Anghinoni diz também que a comercialização é outra área que não recebe recursos do governo e isso define muito o progresso ou não do setor de produção do arroz. “Nossa cooperativa tem dificuldade de conseguir recursos de capital de giro, que garante que o produtor quando venda o produto tenha dinheiro em caixa para melhorar a estrutura da própria cooperativa.”

Arlei José é gerente de produção da Coana. Foto: Jade Azevedo

De acordo com ele, outros fatores são as perdas dos programas de investimento na agricultura familiar, como Programa de Aquisição de Alimentos (PAA), que está praticamente extinto desde a proposta da Medida Provisória (MP) 1061/2021, de autoria do governo Bolsonaro.

Outra perda para a agricultura familiar e o pequeno agricultor é o programa de estocagem da Companhia Nacional de Abastecimento (Conab), responsável pelo estoque regulador, que desde 2016, vem sendo sucateado pelo governo que já fechou 27 dos 92 estoques públicos de alimentos até o ano passado.

Os estoques públicos são maneiras de o Estado proteger agricultores e cidadãos dos riscos provocados pelos imprevistos da atividade agrícola (chuva, seca, geada), garantindo a compra dos produtores (grandes e pequenos), a revenda do produto e a soberania alimentar que preserva as características de produção de alimentos de cada região.

OBJETIVO 1 ->
Responda com base no trecho:
(a) Segundo Anghinoni, que tipo de recurso a cooperativa tem dificuldade de conseguir?
(b) Que cargo Arlei José ocupa na Coana?
(c) Quantos dos 92 estoques públicos de alimentos o governo já havia fechado até o ano passado?
OBJETIVO 2 -> Resuma o trecho em duas frases.
OBJETIVO 3 -> Reescreva o trecho de "De acordo com" até "o ano passado.", substituindo "agricultura familiar" por "agricultura de pequeno porte".
Os registros não têm relação com o trecho.

REGISTROS FORNECIDOS ->
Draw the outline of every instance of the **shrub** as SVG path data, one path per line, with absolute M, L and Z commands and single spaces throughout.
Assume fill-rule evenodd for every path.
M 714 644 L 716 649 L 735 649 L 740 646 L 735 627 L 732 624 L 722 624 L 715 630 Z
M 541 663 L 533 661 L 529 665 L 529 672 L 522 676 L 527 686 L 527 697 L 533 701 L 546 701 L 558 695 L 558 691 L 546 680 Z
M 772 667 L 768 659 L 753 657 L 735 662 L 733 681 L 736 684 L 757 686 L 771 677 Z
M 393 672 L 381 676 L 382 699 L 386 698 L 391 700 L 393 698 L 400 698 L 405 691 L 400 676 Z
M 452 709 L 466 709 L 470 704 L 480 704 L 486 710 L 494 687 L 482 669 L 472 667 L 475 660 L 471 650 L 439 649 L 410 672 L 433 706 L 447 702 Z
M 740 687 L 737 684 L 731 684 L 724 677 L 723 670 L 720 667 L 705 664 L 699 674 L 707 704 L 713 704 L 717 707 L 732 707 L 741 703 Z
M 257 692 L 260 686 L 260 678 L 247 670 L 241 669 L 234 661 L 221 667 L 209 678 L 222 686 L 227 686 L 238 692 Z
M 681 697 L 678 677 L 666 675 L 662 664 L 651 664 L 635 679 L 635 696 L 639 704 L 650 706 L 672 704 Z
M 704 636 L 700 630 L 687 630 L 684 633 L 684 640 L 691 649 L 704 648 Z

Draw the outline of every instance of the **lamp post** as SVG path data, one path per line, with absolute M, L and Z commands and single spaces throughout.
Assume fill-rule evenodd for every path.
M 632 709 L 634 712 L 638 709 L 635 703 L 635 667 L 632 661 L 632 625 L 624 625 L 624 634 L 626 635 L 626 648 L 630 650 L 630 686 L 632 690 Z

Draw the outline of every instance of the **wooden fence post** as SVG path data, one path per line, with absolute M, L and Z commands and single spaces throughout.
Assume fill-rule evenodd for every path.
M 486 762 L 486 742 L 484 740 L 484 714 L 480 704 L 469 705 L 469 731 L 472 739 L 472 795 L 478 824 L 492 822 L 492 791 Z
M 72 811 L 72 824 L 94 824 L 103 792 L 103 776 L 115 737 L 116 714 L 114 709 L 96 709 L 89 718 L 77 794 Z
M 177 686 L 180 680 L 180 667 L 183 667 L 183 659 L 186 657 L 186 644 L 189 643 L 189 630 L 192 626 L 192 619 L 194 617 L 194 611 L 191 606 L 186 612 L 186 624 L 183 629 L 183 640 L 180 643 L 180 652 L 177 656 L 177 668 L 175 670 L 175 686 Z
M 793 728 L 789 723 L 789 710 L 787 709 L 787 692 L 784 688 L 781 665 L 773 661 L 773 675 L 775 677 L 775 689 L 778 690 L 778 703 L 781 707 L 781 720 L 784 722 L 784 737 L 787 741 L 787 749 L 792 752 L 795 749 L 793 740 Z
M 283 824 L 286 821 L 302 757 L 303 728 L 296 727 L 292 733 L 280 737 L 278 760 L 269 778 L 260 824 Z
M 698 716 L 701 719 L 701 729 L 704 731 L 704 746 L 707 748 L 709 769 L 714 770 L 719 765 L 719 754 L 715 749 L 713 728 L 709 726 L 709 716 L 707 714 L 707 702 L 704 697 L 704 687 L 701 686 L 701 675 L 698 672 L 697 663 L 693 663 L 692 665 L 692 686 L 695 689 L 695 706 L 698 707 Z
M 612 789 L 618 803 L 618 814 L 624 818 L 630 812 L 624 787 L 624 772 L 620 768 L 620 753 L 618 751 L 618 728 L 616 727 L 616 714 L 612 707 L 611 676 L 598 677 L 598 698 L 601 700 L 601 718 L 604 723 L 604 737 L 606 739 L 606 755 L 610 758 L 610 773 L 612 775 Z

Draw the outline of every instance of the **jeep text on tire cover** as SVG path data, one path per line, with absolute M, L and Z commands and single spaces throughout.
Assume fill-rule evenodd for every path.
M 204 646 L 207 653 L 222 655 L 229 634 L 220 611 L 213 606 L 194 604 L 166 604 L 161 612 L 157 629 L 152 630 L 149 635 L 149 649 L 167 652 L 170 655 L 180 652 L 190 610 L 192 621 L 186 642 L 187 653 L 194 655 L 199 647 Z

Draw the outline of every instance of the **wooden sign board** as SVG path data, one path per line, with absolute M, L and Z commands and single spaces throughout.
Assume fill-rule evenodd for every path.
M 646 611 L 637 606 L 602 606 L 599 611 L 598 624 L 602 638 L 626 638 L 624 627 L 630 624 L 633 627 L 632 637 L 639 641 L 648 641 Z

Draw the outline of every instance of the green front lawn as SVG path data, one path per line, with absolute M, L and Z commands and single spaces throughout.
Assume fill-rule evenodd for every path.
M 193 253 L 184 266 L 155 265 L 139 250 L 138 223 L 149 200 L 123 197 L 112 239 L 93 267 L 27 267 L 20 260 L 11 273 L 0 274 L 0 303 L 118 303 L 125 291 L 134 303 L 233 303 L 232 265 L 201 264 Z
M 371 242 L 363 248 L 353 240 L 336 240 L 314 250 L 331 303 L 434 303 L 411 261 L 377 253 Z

RESPOSTA 1 ->
(a) Recursos de capital de giro.
(b) Gerente de produção.
(c) 27.

RESPOSTA 2 -> Segundo Anghinoni, a comercialização não recebe recursos do governo, e a cooperativa tem dificuldade de conseguir capital de giro. Também são apontadas perdas para a agricultura familiar, como o Programa de Aquisição de Alimentos, praticamente extinto desde a MP 1061/2021, e o programa de estocagem da Conab, sucateado desde 2016, com 27 dos 92 estoques públicos fechados.

RESPOSTA 3 ->
De acordo com ele, outros fatores são as perdas dos programas de investimento na agricultura de pequeno porte, como Programa de Aquisição de Alimentos (PAA), que está praticamente extinto desde a proposta da Medida Provisória (MP) 1061/2021, de autoria do governo Bolsonaro.

Outra perda para a agricultura de pequeno porte e o pequeno agricultor é o programa de estocagem da Companhia Nacional de Abastecimento (Conab), responsável pelo estoque regulador, que desde 2016, vem sendo sucateado pelo governo que já fechou 27 dos 92 estoques públicos de alimentos até o ano passado.